- [Task statement]:
When you copy the records, keep every word exact and leave the pictures out.

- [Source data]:
^^^^^^^^

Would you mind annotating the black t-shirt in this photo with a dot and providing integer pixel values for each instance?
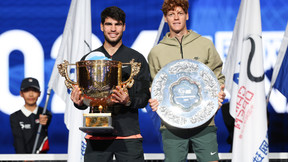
(125, 118)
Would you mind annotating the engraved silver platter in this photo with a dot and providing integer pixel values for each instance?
(187, 92)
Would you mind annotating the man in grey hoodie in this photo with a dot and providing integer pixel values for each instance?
(181, 43)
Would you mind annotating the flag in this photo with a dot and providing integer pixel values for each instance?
(244, 73)
(77, 33)
(279, 76)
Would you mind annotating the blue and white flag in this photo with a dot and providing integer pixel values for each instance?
(76, 36)
(280, 78)
(244, 73)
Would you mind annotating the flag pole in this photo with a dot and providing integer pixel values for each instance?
(40, 126)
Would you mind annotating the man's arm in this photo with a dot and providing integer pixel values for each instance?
(19, 142)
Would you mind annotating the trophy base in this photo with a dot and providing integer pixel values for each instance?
(97, 130)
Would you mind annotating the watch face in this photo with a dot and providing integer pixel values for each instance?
(187, 92)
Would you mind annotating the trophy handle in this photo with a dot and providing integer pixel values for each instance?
(135, 68)
(62, 68)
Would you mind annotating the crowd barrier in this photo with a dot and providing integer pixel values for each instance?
(149, 157)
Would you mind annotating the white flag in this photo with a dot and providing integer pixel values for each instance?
(280, 78)
(244, 73)
(77, 31)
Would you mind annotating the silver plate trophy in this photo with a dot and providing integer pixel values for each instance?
(187, 92)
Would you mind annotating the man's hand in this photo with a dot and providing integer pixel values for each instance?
(76, 95)
(221, 96)
(43, 119)
(153, 104)
(120, 95)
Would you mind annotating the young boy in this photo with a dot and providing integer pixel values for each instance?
(25, 122)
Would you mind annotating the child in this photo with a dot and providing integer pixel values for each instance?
(25, 122)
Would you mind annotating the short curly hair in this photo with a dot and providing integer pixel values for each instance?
(113, 12)
(169, 5)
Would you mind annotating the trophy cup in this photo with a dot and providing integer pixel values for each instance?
(97, 79)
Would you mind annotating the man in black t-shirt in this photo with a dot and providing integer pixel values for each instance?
(126, 141)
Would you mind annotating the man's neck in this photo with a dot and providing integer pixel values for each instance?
(178, 35)
(110, 48)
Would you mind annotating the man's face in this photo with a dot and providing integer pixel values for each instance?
(30, 96)
(113, 30)
(176, 19)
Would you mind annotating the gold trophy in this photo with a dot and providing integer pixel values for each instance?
(97, 79)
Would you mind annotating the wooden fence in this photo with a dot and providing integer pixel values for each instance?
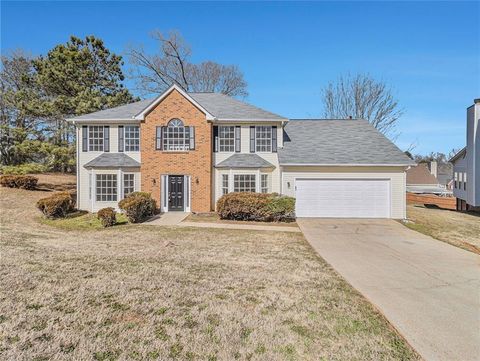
(431, 199)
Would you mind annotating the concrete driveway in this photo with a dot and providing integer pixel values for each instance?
(429, 290)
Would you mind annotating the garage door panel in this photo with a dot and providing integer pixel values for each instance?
(343, 198)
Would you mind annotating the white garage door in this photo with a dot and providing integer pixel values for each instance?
(343, 198)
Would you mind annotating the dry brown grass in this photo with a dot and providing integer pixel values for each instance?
(142, 292)
(457, 228)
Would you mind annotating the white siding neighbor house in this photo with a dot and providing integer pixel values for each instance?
(466, 164)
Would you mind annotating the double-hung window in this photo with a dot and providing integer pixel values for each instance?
(263, 138)
(244, 183)
(224, 184)
(264, 183)
(95, 138)
(226, 138)
(132, 138)
(128, 183)
(176, 137)
(106, 187)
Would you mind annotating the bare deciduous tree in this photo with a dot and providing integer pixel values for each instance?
(362, 97)
(154, 73)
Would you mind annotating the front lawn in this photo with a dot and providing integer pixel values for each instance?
(161, 293)
(457, 228)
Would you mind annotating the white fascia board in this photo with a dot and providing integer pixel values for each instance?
(141, 115)
(103, 121)
(229, 120)
(342, 165)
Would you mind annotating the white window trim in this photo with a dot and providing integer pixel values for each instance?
(102, 138)
(125, 138)
(255, 175)
(220, 139)
(256, 139)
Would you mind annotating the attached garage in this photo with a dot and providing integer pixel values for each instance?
(343, 198)
(342, 169)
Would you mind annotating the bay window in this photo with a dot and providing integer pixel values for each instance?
(244, 183)
(106, 187)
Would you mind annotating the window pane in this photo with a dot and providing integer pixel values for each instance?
(106, 187)
(132, 138)
(263, 138)
(95, 138)
(226, 138)
(244, 183)
(224, 184)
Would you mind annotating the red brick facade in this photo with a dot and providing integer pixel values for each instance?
(196, 163)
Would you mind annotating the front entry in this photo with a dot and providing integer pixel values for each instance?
(175, 193)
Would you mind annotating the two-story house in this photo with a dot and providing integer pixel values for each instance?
(466, 164)
(189, 149)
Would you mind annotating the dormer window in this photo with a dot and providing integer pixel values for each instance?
(176, 137)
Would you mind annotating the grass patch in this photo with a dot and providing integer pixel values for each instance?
(81, 221)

^^^^^^^^

- [Response to this exercise]:
Would you mind annotating the black t-shirt in this photo with a dot and providing integer pixel values for each instance?
(125, 118)
Would you mind annotating the engraved silver platter in this photo with a dot and providing integer pixel values for each instance?
(187, 92)
Would you mind annotating the man in grey hoodie in this photo with a dot and providing integer pixel values for each instance?
(181, 43)
Would you mind annotating the flag in this photo with a dot and providing integer pixel values for each instance?
(244, 73)
(77, 33)
(279, 76)
Would you mind annotating the blue and white flag in this photo with a dot and providing integer pixel values for each instance?
(76, 36)
(280, 78)
(244, 73)
Would you mind annotating the flag pole in this photo with a dot and providing integer pixel values for each instance?
(40, 126)
Would you mind annotating the man's arm in this photo with a dot and providing integer pixel values for each instance?
(19, 142)
Would you mind annotating the trophy base in this photo with a dot and providing integer pixel values for each instance?
(97, 130)
Would you mind annotating the watch face in this photo with a dot and providing integer pixel values for each instance?
(187, 92)
Would you mind annotating the trophy handle in this photo with a dot and providing integer pixel values for each instance?
(135, 68)
(62, 68)
Would you mind annotating the crowd barrier in this photo with a dot and providing integer pixel values for each instance?
(149, 157)
Would you mind annotating the white flag in this photo with a dot and providing integer pixel values for each instance?
(280, 78)
(244, 73)
(77, 31)
Would you mind annotating the silver plate trophy in this photo with a dot and providing integer pixel values for each instance?
(187, 92)
Would you mind annotating the man's hand in this photo with a dot and providing integer pixel values for each instance?
(76, 95)
(221, 96)
(43, 119)
(153, 104)
(120, 95)
Would you mind annotating the young boy in this photo with a dot and providing integer pixel values for each instance?
(25, 122)
Would you mind annotating the child in this photo with a dot and providing integer pixel values for each instance?
(25, 122)
Would you mind annotating the short curly hair in this photo with a dot and providing integer pixel values for each instance?
(113, 12)
(169, 5)
Would you mind annotating the trophy cup in this photo with a dot and providing integer pixel values for each instance?
(97, 79)
Would you mind annotating the man in black t-shirt in this photo with a dot and providing integer pixel values for each instance?
(126, 141)
Would you mind annotating the man's neck in this photo with a dot and providing integer pixel values for each instance?
(178, 35)
(110, 48)
Would you mind annotating the man's face in this photo with a dot and providing integer pixel values for each instance?
(30, 96)
(113, 30)
(176, 19)
Would you mind annotating the gold trophy in this photo with a dot and providing integer pixel values for each instance?
(97, 79)
Would you mind annotating the wooden fence in this photo with a dot and providing integer pixel values for each instance?
(431, 199)
Would you mind annotating the concrete driveway in this photo with a dot and providing integer pixel values for each instance?
(429, 290)
Would you mind annotating the garage door panel in this photo with a dot and providing integer pixel values for each instance?
(343, 198)
Would you mind annotating the white garage door in this photo with a dot and providing integer pixel values for each instance?
(343, 198)
Would you mind annotating the dry brown grass in this photo with a dot and providing integer pixel values for each instance?
(142, 292)
(457, 228)
Would you mind annotating the white siding neighbor house in this photo with a dot and providing integer pixel values for each instance?
(466, 164)
Would you mind annotating the double-hung window in this photo with a dot and providing integer pixel values for each instance?
(263, 138)
(244, 183)
(224, 184)
(264, 183)
(95, 138)
(226, 138)
(132, 138)
(128, 183)
(176, 137)
(106, 187)
Would you mind annotating the bare deciduous tree in this photo with a dot and providing integer pixel values for each instance?
(362, 97)
(154, 73)
Would you mind annotating the front lawn in this photo with a dot and providing integer pixel values for each instance?
(161, 293)
(457, 228)
Would you mind annotating the white fascia board in this photo with a dot and providing integer pixel values for each instance?
(141, 115)
(103, 121)
(229, 120)
(342, 165)
Would you mind annotating the white window trim in this photo with a dot and providing integer pixel values for each instance?
(102, 138)
(125, 138)
(255, 175)
(220, 139)
(256, 139)
Would you mind annotating the attached garage in this photo with a dot and providing integer pixel values for each instance?
(343, 198)
(342, 169)
Would you mind annotating the bay window in this photo with a dot and providing integer pixel values for each instance?
(244, 183)
(106, 187)
Would you mind annotating the window pane in this photo with a dot and providing integer pixel values for each instance?
(106, 187)
(132, 138)
(263, 138)
(95, 138)
(226, 138)
(244, 183)
(224, 184)
Would you mind annotating the red brick facade in this photo with a dot and providing integer pixel values for each instance?
(196, 163)
Would you mind annotating the front entry in this photo with a dot and providing integer pixel values for each instance?
(175, 193)
Would you mind annotating the two-story house in this photo with a dot and providing integer pixel values for each instance?
(466, 164)
(189, 149)
Would you mind annotating the dormer window in this photo with a dot and providing integer pixel values for each instance?
(176, 137)
Would you mind annotating the grass patch in this photo with a dot and providing integer pixel values for each instance?
(81, 221)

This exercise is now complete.